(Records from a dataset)
□ □ □ □

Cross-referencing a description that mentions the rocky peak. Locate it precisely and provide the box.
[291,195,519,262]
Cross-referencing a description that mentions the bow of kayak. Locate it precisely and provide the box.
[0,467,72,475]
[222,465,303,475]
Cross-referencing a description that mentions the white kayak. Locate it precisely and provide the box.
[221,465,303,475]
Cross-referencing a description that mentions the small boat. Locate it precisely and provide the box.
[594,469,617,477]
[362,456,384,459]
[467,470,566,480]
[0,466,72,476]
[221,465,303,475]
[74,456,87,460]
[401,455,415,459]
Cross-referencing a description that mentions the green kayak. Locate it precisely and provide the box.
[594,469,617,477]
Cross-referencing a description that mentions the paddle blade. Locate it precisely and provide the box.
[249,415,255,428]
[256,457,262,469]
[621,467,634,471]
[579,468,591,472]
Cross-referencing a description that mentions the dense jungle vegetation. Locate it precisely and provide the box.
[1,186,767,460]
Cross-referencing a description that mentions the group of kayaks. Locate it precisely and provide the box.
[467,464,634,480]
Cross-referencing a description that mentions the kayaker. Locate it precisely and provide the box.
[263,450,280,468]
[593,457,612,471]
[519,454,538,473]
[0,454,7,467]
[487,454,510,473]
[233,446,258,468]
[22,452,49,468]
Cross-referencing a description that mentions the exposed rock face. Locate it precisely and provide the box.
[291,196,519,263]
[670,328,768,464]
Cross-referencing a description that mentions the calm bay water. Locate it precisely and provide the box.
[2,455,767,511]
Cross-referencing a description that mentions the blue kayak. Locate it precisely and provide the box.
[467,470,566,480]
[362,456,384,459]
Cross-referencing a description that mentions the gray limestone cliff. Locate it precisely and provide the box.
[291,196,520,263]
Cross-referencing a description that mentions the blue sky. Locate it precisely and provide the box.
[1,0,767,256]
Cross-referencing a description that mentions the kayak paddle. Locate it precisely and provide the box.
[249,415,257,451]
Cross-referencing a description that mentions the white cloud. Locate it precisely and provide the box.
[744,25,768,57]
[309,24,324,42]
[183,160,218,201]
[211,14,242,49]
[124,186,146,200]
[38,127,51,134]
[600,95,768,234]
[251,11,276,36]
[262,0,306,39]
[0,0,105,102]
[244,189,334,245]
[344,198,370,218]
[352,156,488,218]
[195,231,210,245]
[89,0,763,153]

□ □ □ □

§ **Task goal**
Once you have read the records, write every one of them out again exactly.

§ **Expected answer**
Cross-referencing a description that mentions the rocky peak. Locate it precisely and provide the box.
[291,195,519,262]
Cross-referencing a description that mentions the bow of kayak. Locate it precisely and provide the box.
[0,467,72,475]
[222,465,303,475]
Cross-referencing a description that mentions the white kayak. Locate it precisely and provide the box.
[221,465,303,475]
Cross-referencing a description that mentions the small boat. Locate it precisely and provide the box.
[594,469,617,477]
[362,456,384,459]
[467,470,566,480]
[0,466,72,476]
[221,465,303,475]
[74,456,87,460]
[401,455,415,459]
Cross-referencing a description that mentions the green kayak. Locate it precisely and provide the box.
[594,469,617,477]
Cross-referencing a description that mentions the paddle blade. Locate it precisely and provide the box.
[249,415,255,428]
[256,457,262,469]
[621,467,634,471]
[579,468,591,472]
Cross-referencing a description that mentions the dense jungle vegetation. Locate it precisely and provide the box.
[1,186,767,460]
Cross-referencing a description that mentions the group of kayaks. Locate it precisely and provide the box.
[467,464,634,480]
Cross-referencing a description that mentions the kayaker. Locate it precisely and provide the box.
[263,450,280,468]
[593,457,612,471]
[519,454,538,473]
[0,454,7,467]
[487,454,510,473]
[233,446,258,468]
[22,452,49,468]
Cross-referencing a description that mentions the exposed rock face. Locate it precisely and provide the box.
[291,196,519,263]
[670,328,768,464]
Cross-referencing a description that mentions the calm bay water. Locate it precisely and provide the box.
[2,455,767,511]
Cross-referencing a description that mentions the blue kayak. Locate it precisely and provide the box.
[467,470,566,480]
[362,456,384,459]
Cross-referencing a description that mentions the gray limestone cliff. Locate it precisely and provide the box.
[291,196,520,263]
Cross-referencing a description that mentions the blue sky. Locate it precisely and provide the box.
[1,0,767,256]
Cross-referencing a description that mentions the kayak paddle. Locate it precisely and provide the box.
[249,415,257,451]
Cross-referencing a description that mentions the white cloud. Locate it precisely and provide the box.
[744,25,768,57]
[309,24,324,42]
[183,160,218,201]
[211,14,242,49]
[124,186,146,200]
[38,127,51,134]
[600,95,768,234]
[251,11,276,36]
[262,0,306,39]
[0,0,105,102]
[244,189,334,245]
[344,198,370,218]
[352,156,488,218]
[195,231,210,245]
[89,0,763,153]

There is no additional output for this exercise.